## Required work
In the records below, find each line with the word "clicks" and copy it.

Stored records
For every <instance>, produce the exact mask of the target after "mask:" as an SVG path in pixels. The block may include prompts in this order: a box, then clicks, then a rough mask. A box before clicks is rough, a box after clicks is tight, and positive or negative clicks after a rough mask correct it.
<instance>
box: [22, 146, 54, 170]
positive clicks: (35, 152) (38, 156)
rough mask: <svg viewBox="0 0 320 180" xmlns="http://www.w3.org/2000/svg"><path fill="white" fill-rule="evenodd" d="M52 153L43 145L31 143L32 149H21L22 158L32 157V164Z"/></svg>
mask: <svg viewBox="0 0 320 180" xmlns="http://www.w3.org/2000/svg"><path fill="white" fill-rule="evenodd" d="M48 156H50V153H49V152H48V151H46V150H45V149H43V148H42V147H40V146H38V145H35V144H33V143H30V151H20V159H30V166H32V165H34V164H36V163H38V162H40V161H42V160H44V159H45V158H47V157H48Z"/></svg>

## Output of the task
For every <instance>, produce the exact mask of the target after "mask:" as an SVG path in pixels. The block may include prompts in this order: a box, then clicks, then a rough mask. A box before clicks is rough, a box after clicks is tight, and positive or negative clicks after a rough mask correct it.
positive clicks: (35, 152) (38, 156)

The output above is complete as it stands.